### [Stored data]

* * * *

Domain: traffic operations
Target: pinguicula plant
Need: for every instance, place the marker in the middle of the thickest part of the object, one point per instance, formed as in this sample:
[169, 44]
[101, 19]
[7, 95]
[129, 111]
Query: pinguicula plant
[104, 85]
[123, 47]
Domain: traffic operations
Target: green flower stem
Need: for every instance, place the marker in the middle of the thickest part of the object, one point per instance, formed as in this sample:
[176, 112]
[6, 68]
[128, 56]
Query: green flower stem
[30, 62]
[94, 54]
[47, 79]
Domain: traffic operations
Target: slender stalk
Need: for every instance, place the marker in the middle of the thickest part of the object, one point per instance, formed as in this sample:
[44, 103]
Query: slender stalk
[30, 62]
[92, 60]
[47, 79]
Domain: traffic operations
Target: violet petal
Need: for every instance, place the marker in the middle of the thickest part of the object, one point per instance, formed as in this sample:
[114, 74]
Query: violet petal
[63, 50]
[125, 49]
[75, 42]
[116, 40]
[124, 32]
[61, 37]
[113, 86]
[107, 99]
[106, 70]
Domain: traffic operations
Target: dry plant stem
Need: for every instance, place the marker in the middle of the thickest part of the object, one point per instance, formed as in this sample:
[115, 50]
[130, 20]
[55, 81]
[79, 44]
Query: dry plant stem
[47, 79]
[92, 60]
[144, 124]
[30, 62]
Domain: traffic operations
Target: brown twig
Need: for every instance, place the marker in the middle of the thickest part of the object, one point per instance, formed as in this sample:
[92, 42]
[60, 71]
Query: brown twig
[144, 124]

* * * *

Output the records exactly, including every line.

Domain: traffic operations
Target: pinguicula plant
Need: for every instance, place the marker in the middle of the thickest part of the object, one point per instance, formed as in this sample:
[169, 44]
[101, 19]
[7, 95]
[129, 111]
Query: pinguicula plant
[104, 85]
[123, 47]
Domain: traffic operations
Target: green flower stem
Need: for every instance, place the marker in the middle of the thickest part of the object, one point per instance, formed as in this sample:
[176, 112]
[6, 68]
[128, 56]
Query: green flower stem
[30, 62]
[94, 54]
[47, 79]
Domain: traffic operations
Target: slender stalk
Need: for every instance, place the marker in the middle of the thickest part of the object, one point per instance, formed as in this sample:
[44, 103]
Query: slender stalk
[30, 62]
[92, 60]
[47, 79]
Domain: traffic operations
Target: violet petal
Need: for every instance, place the marker in the middle of the thickest part of the object, one point per instance, formed as in this sample:
[114, 74]
Query: violet petal
[63, 50]
[125, 49]
[75, 42]
[116, 40]
[124, 32]
[61, 37]
[113, 86]
[107, 99]
[106, 70]
Domain: traffic operations
Target: dry plant stem
Need: for every instance, place the marker in the middle of the thickest part of the object, one point per instance, formed as in this sample:
[115, 50]
[130, 20]
[55, 81]
[79, 44]
Query: dry plant stem
[47, 79]
[92, 60]
[144, 124]
[30, 62]
Domain: traffic operations
Target: brown twig
Need: for every instance, place the marker in the middle of the thickest part of the object, one point per instance, formed as in this sample:
[92, 42]
[60, 71]
Query: brown twig
[144, 124]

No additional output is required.